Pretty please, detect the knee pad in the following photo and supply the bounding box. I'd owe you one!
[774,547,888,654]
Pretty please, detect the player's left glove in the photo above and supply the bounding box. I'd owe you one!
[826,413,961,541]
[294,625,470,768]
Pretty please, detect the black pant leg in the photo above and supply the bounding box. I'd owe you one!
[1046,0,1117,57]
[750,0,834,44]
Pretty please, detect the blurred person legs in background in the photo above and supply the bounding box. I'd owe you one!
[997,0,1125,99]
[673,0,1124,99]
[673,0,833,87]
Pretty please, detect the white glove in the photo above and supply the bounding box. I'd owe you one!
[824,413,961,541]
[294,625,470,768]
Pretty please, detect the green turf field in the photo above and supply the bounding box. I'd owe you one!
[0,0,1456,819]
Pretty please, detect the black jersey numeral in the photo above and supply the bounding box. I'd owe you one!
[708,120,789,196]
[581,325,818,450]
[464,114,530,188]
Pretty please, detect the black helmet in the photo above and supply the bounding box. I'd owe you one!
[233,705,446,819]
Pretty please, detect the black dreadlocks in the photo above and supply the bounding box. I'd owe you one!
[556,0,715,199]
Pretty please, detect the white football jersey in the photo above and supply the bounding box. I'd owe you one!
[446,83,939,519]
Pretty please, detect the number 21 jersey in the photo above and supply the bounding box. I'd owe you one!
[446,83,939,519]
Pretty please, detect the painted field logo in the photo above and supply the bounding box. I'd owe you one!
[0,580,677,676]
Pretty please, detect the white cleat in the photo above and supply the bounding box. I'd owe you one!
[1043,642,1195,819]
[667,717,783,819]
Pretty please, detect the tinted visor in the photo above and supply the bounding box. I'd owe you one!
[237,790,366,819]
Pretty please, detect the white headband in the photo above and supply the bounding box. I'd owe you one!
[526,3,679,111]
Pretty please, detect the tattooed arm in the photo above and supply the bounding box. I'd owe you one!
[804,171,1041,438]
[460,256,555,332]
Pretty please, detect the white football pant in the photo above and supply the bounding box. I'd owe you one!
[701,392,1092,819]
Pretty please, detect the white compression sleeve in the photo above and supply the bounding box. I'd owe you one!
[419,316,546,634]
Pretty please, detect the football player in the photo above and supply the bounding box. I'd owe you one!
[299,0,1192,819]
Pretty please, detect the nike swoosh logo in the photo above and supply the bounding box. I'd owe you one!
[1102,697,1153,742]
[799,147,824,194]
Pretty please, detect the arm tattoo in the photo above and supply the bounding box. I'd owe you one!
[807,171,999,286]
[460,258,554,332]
+++
### Request
How many lines of the rows above contain the word "glove"? Reply with the number only.

### Result of this exercise
2